◆ ENTRIES PROVIDED:
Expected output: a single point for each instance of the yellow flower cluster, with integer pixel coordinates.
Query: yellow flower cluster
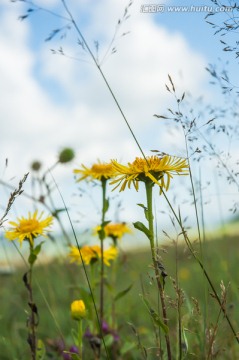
(90, 254)
(78, 310)
(153, 168)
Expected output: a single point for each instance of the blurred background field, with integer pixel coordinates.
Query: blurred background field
(58, 282)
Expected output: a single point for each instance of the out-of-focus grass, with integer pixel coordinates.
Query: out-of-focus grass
(60, 283)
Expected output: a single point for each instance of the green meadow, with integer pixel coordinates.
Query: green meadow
(58, 282)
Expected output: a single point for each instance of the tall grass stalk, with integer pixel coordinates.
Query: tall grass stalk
(192, 251)
(159, 278)
(85, 271)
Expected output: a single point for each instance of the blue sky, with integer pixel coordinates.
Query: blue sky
(51, 101)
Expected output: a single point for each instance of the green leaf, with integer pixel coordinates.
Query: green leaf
(185, 348)
(74, 356)
(37, 249)
(141, 227)
(109, 339)
(106, 205)
(127, 346)
(155, 317)
(75, 336)
(32, 258)
(41, 350)
(123, 293)
(101, 232)
(57, 211)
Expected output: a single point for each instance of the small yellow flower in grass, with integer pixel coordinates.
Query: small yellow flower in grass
(29, 228)
(155, 169)
(115, 230)
(78, 310)
(90, 254)
(99, 171)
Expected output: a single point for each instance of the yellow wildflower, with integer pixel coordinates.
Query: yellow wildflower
(29, 228)
(155, 169)
(78, 310)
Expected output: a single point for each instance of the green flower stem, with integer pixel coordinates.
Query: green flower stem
(102, 236)
(32, 320)
(149, 215)
(80, 339)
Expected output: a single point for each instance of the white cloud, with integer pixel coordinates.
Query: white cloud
(34, 125)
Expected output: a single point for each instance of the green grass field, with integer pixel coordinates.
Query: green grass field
(59, 283)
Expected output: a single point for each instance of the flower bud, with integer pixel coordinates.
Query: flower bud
(36, 165)
(78, 310)
(66, 155)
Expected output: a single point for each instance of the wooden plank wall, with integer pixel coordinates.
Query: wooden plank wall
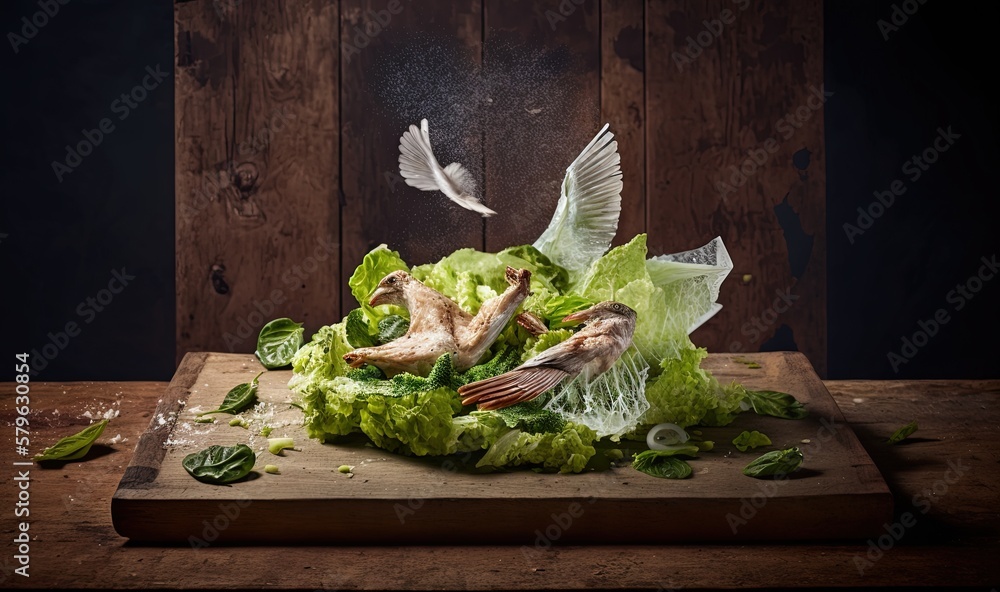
(289, 114)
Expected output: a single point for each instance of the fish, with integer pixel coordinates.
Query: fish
(438, 325)
(591, 351)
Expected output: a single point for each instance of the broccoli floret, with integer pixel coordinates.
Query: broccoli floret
(531, 418)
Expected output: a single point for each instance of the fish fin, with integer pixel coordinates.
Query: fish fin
(416, 158)
(516, 386)
(461, 177)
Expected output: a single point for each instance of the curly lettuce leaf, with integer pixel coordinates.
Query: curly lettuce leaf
(686, 395)
(566, 451)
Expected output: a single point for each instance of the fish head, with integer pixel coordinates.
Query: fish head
(608, 309)
(391, 289)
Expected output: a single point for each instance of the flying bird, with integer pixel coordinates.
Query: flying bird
(591, 352)
(438, 325)
(420, 169)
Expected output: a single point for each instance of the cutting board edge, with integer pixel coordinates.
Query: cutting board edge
(642, 521)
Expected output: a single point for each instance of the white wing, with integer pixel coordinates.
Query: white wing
(586, 216)
(420, 168)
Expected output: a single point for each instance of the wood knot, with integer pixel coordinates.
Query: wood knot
(218, 281)
(245, 176)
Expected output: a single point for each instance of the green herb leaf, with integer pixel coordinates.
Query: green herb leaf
(220, 464)
(278, 341)
(776, 462)
(238, 398)
(663, 463)
(392, 327)
(776, 404)
(750, 440)
(357, 329)
(902, 433)
(76, 446)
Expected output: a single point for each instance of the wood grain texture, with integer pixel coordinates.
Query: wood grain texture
(839, 494)
(734, 147)
(414, 67)
(954, 543)
(256, 168)
(543, 58)
(623, 105)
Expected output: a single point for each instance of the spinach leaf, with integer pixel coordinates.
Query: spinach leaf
(902, 433)
(357, 330)
(238, 398)
(776, 404)
(392, 327)
(663, 463)
(76, 446)
(220, 464)
(278, 341)
(776, 462)
(750, 440)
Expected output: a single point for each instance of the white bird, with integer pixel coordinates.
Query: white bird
(420, 169)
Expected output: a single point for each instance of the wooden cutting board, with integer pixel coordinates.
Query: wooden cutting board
(394, 499)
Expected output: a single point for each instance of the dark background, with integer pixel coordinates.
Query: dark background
(60, 241)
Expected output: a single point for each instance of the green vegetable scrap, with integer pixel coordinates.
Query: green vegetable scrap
(750, 440)
(775, 463)
(239, 398)
(776, 404)
(278, 341)
(664, 463)
(276, 445)
(902, 433)
(220, 464)
(76, 446)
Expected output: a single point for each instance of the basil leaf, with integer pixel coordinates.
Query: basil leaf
(663, 463)
(776, 404)
(220, 464)
(777, 462)
(750, 440)
(392, 327)
(356, 328)
(902, 433)
(278, 341)
(76, 446)
(238, 398)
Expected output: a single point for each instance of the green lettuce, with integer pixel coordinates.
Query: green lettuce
(686, 395)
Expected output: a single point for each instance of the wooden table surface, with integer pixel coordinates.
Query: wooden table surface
(945, 482)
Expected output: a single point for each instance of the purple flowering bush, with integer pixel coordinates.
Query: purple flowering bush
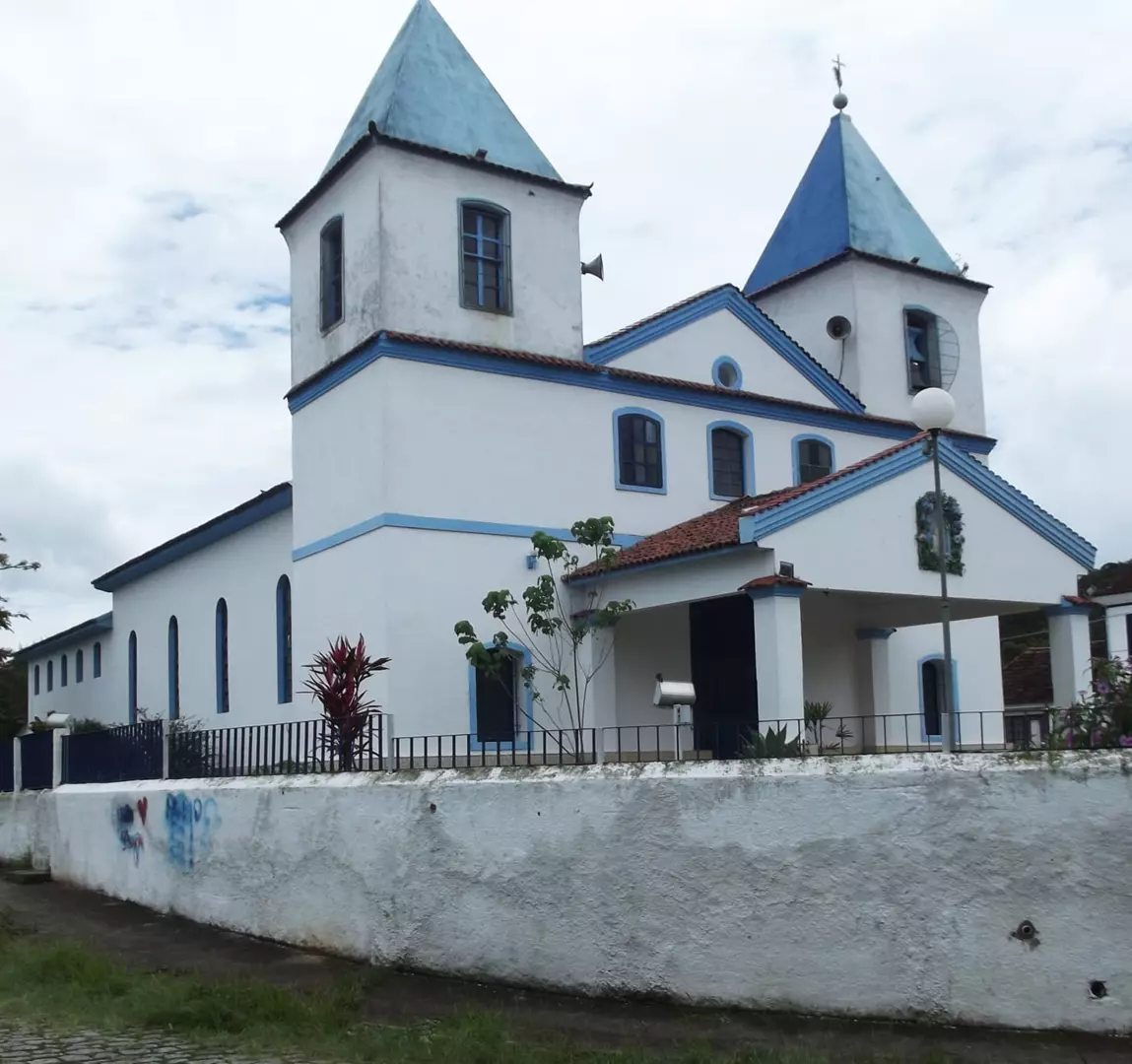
(1103, 716)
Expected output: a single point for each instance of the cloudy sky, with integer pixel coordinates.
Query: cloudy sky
(149, 149)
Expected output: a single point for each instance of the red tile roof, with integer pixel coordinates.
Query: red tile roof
(720, 527)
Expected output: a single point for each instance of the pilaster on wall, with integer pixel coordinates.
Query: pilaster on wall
(1070, 651)
(1116, 629)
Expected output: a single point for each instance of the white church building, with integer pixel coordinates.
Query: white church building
(754, 445)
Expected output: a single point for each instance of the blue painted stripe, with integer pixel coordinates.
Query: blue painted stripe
(728, 299)
(758, 407)
(1017, 503)
(439, 524)
(757, 526)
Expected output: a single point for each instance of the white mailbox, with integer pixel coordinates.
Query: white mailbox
(671, 693)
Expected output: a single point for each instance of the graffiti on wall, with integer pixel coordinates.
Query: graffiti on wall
(191, 825)
(129, 821)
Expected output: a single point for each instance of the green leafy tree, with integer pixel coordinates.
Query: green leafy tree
(559, 638)
(13, 677)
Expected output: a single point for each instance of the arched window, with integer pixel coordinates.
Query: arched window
(332, 274)
(932, 697)
(283, 638)
(730, 461)
(222, 692)
(131, 669)
(638, 446)
(174, 670)
(485, 257)
(813, 458)
(502, 706)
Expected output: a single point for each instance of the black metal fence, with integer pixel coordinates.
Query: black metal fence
(972, 731)
(572, 746)
(36, 761)
(286, 749)
(7, 765)
(129, 753)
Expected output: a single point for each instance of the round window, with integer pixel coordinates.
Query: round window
(726, 373)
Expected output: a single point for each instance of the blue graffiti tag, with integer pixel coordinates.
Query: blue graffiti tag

◆ EXERCISE PROMPT:
Please set down every line of the data above precisely, dropping the images.

◆ PROBLEM SOLUTION:
Expected output: a single point for each instance of the yellow flower cluster, with integer pixel coordinates.
Query: yellow flower cluster
(90, 254)
(78, 310)
(153, 168)
Expected output: a single point for each instance of the blurred background field, with integer pixel coordinates.
Query: blurred background field
(58, 282)
Expected output: a single point for each instance of the out-of-focus grass, with integer pixel coordinates.
Query: out-of-focus grass
(60, 283)
Expected output: a single point for each instance of the green meadow, with integer pixel coordinates.
Query: green meadow
(58, 282)
Expected output: a single point for each instance of the tall grass stalk, with integer pixel coordinates.
Query: tall grass stalk
(192, 251)
(159, 278)
(85, 271)
Expected output: a single point for each instance of the blue sky, with integer pixel coordinates.
Query: blue sky
(51, 101)
Expected output: a single point for each instance of the green leaf, with integer pixel coordinates.
Query: green leaf
(185, 348)
(74, 356)
(37, 249)
(141, 227)
(109, 339)
(106, 205)
(127, 346)
(155, 317)
(75, 336)
(32, 258)
(41, 350)
(123, 293)
(101, 232)
(57, 211)
Expected output: a single point for each instance of the small yellow flower in grass, with integer pixel coordinates.
Query: small yellow flower in grass
(29, 228)
(155, 169)
(115, 230)
(78, 310)
(90, 254)
(99, 171)
Expected output: a single point for each instance of the yellow wildflower, with integer pixel coordinates.
Query: yellow wildflower
(29, 228)
(155, 169)
(78, 310)
Expected output: a single point for each instance of the green flower stem, with integer pixel coordinates.
Query: green flower stem
(102, 236)
(32, 320)
(149, 215)
(80, 339)
Expected output: a single point for each instance of the white cloud, with integer pixel coordinates.
Query: white cloud
(34, 125)
Expected output: a single point for each instance of the green grass field, with integer pixel coordinates.
Query: green grass field
(59, 283)
Expected output: a single point for each instance of the flower bud, with integer pixel coordinates.
Query: flower bud
(36, 165)
(78, 310)
(66, 155)
Expected output: a single point for each instance of the wooden plank wall, with integer pixel coordinates.
Query: wooden plank wall
(289, 114)
Expected output: a single point for each instance of the fish, with integer pixel coordinates.
Query: fish
(438, 325)
(591, 351)
Expected output: a single point for each instance of the broccoli floret, with integer pixel coordinates.
Query: broccoli floret
(531, 418)
Expected output: a single point for each instance of the fish fin, with integer pixel coordinates.
Query: fish fin
(416, 158)
(516, 386)
(461, 177)
Expected output: a single point for each instance of the curly lettuce leaf, with integer pixel coordinates.
Query: curly lettuce leaf
(686, 395)
(566, 451)
Expected output: a single point for each instance of the fish head, with integer pixel coordinates.
Query: fish head
(608, 309)
(391, 289)
Expected output: a single point for each instance of the flying bird, with integer pixel coordinates.
Query: flying bird
(591, 352)
(438, 325)
(420, 169)
Expected output: a single point for each instance of the cutting board edge, with integer pixel coordinates.
Query: cutting board edge
(642, 521)
Expected output: a single point for each instance of the white wing, with integer pixel coordinates.
Query: white wing
(586, 216)
(420, 168)
Expected output: a single point for each instance of the wood knot, with integer pixel coordinates.
Query: wood knot
(218, 281)
(245, 176)
Expected output: a single point for each instance of the green herb leaf, with integer pixel coordinates.
Query: green herb leaf
(220, 464)
(278, 341)
(776, 462)
(238, 398)
(663, 463)
(392, 327)
(776, 404)
(750, 440)
(357, 329)
(902, 433)
(76, 446)
Expected output: a single point for each instance of the wood grain texture, with integer pixel coordinates.
Query: wood grain texture
(839, 494)
(734, 147)
(414, 67)
(954, 543)
(256, 168)
(543, 58)
(623, 105)
Expected output: a single point for each instance of the spinach leaf, with integer pixel coordinates.
Query: spinach leaf
(902, 433)
(357, 330)
(238, 398)
(776, 404)
(392, 327)
(663, 463)
(76, 446)
(220, 464)
(278, 341)
(776, 462)
(750, 440)
Expected output: a single point for each instance of the white bird, with integer pixel coordinates.
Query: white bird
(420, 169)
Expected output: a single point for each instance of the wooden cutting board, with integer pixel coordinates.
Query: wooden cutting board
(394, 499)
Expected output: a single point for each instance of the dark background, with integer pixel coordinates.
Query: dark background
(60, 241)
Expected output: a single point for each instance of the green vegetable scrap, with integer pixel coordinates.
Query: green vegetable scrap
(750, 440)
(775, 463)
(239, 398)
(776, 404)
(278, 341)
(664, 463)
(276, 445)
(902, 433)
(220, 464)
(76, 446)
Expected output: a single point for each instance of the basil leaf, with integer pixel coordinates.
Query: basil leaf
(663, 463)
(776, 404)
(220, 464)
(777, 462)
(750, 440)
(392, 327)
(356, 328)
(902, 433)
(278, 341)
(76, 446)
(238, 398)
Expected output: a single point for each instance of the green lettuce, with integer pixel coordinates.
Query: green lettuce
(686, 395)
Expected output: a single point for each instance of the wooden table surface, with integer pixel coordinates.
Query: wooden table surface
(945, 482)
Expected output: a single point for each instance of the purple flowering bush, with integer pixel coordinates.
Query: purple flowering bush
(1103, 716)
Expected output: a single point for each instance of the cloudy sky, with integer pixel coordinates.
Query: cloudy sky
(149, 149)
Expected output: a single point for each instance of the red tile roof, with integer pixel coordinates.
Query: red tile roof
(720, 527)
Expected output: a single point for each instance of the pilaster on wall, with integer pixel coordinates.
Query: pilaster on wall
(1070, 651)
(1116, 629)
Expected output: a single point for each instance of the white church building, with integer pixel coordinates.
Query: white church building
(754, 445)
Expected output: a single point for each instance of the blue painted stripe, with integer pixel coordinates.
Query: blue painted stripe
(728, 299)
(758, 407)
(1017, 503)
(439, 524)
(757, 526)
Expected output: a single point for each instance of the white mailbox, with integer pixel coordinates.
Query: white mailbox
(671, 693)
Expected output: a single point for each instance of the graffiti on wall, with integer pixel coordinates.
Query: graffiti on wall
(191, 825)
(129, 821)
Expected output: a single point for each instance of the green leafy tree, with integer pixel coordinates.
Query: green leafy tree
(559, 638)
(13, 677)
Expected output: a single point for each instance of the arched window, with integer pixel coordinates.
Query: arched window
(332, 274)
(932, 697)
(283, 638)
(730, 461)
(222, 692)
(131, 669)
(638, 446)
(174, 670)
(485, 257)
(813, 458)
(502, 706)
Expected output: a single point for each instance of the black metal fence, with integer pixel coordinates.
Query: black metal fence
(972, 731)
(572, 746)
(36, 761)
(286, 749)
(7, 765)
(129, 753)
Expected output: a single point for each instance of the round window, with integer pixel coordinates.
Query: round window
(726, 373)
Expected output: a single point for each instance of the blue graffiti tag, with integer pixel coordinates.
Query: blue graffiti tag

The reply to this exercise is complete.